Can you print every one of the rows below verbatim, with the pictures left out?

* _THE INPUT_

------

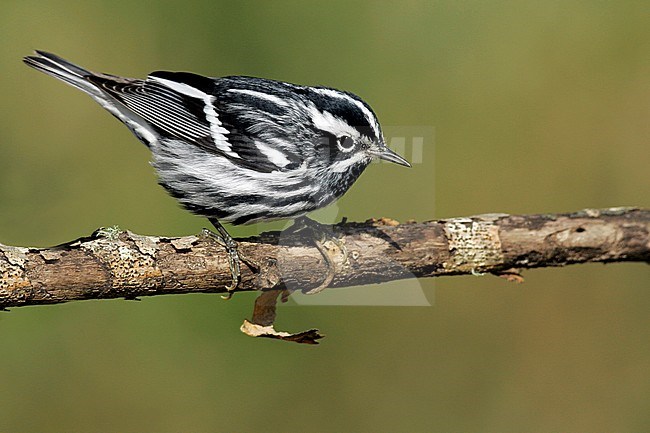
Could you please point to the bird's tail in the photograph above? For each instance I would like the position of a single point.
(62, 69)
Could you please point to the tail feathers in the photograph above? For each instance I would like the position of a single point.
(82, 79)
(57, 67)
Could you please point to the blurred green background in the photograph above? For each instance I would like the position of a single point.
(536, 107)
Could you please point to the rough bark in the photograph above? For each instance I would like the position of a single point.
(112, 263)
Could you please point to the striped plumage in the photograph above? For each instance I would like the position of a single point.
(239, 149)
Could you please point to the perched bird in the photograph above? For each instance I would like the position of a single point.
(239, 149)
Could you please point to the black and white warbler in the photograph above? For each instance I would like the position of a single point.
(239, 149)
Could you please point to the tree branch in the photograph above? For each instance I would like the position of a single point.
(119, 264)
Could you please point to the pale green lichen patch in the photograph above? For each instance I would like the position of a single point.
(12, 268)
(129, 267)
(146, 244)
(473, 244)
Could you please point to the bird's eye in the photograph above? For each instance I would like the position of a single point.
(345, 143)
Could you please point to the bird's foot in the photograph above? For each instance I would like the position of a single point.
(320, 236)
(235, 257)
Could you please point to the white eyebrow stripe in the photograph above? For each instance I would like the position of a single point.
(217, 131)
(372, 120)
(261, 95)
(326, 121)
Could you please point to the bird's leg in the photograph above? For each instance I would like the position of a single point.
(319, 237)
(235, 257)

------

* _ANSWER TO THE TASK_
Could you please point to the bird's tail in the photograph above? For each instance I would like the position of a single point.
(62, 69)
Could you please point to the tail feathers in the photograph above? For each instance I would like the position of a single point.
(82, 79)
(57, 67)
Could you please point to the blurred green background in the photograph above? For each instance I would like the position of a single point.
(536, 107)
Could you please point to the rough bark in the photograph above? For each instance I would like the position of a single point.
(112, 263)
Could you please point to the striped plumage in the photograph above? For each instance I would like the position of a single point.
(239, 149)
Could you please point to the perched bird in the photograph above? For each instance I would like the position of a single point.
(239, 149)
Could you please point to the black and white warbler in the photograph above? For each instance I would like the position of a single point.
(239, 149)
Could you please point to the tree branch in the photograph above? For each instance I would like the position of a single point.
(119, 264)
Could you please point to the pale green lichen patch in the photograph above? For each instance I would like the position of a single point.
(12, 268)
(129, 267)
(146, 244)
(473, 244)
Could you please point to the bird's eye in the photograph above? For each instance I would like the position of a single point.
(345, 143)
Could you please point to the bird's foot in the photograph above? For each instance I would like the position of a single point.
(320, 236)
(235, 257)
Could you please point to the white eyebrow stripe in the photograph above? For each instance I would like the position of a single point.
(217, 131)
(372, 120)
(261, 95)
(326, 121)
Could you please point to the bird's leg in the photograph above? For each instance I would like the position of a single point.
(319, 237)
(235, 257)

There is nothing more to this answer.